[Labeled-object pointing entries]
══════════

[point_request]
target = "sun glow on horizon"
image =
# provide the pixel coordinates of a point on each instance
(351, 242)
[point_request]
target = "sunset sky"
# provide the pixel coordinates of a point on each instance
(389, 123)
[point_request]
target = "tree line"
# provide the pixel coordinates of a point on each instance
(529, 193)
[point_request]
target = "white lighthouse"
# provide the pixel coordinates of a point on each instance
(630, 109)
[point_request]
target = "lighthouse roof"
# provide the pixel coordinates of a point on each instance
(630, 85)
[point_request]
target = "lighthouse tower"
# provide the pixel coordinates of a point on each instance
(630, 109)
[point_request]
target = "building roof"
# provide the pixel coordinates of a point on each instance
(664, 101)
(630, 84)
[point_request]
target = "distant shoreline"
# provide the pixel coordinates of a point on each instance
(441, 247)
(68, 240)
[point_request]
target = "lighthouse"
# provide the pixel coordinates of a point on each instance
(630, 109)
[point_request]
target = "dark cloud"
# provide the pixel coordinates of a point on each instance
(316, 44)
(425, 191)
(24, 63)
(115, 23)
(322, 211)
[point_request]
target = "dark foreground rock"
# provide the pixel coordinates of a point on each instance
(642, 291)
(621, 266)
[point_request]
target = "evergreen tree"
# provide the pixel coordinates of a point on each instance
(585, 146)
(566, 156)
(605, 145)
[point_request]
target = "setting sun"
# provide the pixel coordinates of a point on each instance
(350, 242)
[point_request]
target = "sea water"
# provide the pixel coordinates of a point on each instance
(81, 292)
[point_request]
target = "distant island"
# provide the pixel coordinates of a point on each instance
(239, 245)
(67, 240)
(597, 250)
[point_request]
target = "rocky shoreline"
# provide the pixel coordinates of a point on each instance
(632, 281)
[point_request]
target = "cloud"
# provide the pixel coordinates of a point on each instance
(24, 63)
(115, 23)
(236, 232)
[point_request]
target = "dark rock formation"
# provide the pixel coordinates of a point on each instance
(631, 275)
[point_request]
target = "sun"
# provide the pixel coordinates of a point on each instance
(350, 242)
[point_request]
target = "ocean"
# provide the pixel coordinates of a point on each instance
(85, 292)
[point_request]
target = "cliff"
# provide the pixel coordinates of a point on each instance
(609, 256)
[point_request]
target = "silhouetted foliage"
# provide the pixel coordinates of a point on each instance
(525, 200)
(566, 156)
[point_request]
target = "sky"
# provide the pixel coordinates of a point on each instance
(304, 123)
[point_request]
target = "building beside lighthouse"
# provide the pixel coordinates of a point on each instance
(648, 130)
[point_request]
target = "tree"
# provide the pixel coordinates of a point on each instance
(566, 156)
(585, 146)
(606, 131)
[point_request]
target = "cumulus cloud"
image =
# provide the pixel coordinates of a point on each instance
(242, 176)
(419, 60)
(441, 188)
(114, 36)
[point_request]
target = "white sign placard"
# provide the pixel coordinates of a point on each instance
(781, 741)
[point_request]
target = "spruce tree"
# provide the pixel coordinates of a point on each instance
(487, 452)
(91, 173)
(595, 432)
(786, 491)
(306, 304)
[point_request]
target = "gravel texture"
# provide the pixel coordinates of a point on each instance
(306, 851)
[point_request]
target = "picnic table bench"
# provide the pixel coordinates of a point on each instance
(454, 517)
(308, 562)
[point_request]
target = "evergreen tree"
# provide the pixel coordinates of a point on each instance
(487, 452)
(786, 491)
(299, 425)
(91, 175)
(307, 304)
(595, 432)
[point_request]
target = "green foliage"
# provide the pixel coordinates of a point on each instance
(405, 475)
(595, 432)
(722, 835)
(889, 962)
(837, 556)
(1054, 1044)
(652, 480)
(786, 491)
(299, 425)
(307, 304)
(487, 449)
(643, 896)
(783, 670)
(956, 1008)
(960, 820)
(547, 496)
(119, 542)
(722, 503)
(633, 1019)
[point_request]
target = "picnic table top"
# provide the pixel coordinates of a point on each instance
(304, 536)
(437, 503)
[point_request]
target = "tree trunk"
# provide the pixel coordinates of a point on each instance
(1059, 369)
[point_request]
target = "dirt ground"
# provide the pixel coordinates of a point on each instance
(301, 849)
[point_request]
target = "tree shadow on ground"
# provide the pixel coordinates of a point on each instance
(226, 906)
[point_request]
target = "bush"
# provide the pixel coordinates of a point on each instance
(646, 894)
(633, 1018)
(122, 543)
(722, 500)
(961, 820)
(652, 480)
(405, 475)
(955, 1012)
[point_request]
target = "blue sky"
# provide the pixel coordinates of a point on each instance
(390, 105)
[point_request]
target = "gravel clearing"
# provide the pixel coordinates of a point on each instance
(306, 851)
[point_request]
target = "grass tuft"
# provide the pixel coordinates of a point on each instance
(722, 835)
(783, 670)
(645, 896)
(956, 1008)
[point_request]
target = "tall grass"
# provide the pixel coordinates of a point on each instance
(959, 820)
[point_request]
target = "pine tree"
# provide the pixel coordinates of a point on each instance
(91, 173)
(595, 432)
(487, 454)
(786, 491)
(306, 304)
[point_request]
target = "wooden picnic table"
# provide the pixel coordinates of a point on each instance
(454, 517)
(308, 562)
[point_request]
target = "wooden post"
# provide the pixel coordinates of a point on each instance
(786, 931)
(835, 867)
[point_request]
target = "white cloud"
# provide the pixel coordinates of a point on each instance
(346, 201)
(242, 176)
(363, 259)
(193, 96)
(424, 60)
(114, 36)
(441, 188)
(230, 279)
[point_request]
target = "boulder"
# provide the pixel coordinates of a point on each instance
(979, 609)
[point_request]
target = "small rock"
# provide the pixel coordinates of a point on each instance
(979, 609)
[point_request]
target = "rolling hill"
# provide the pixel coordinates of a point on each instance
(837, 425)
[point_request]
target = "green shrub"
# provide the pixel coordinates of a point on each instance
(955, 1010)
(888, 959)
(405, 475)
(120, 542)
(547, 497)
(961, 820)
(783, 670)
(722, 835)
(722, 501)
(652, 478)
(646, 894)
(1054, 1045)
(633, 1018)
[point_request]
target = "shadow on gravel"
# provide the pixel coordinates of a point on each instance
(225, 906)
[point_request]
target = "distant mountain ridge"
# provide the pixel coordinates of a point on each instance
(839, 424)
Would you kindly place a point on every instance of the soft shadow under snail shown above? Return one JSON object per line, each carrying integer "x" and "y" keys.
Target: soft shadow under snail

══════════

# What you should do
Copy only this span: the line that contains "Would you kindly", the last line, and every line between them.

# Finished exercise
Would you kindly place a point on every instance of the soft shadow under snail shown above? Return one JSON object per line, each carrying integer "x" and "y" keys.
Target: soft shadow under snail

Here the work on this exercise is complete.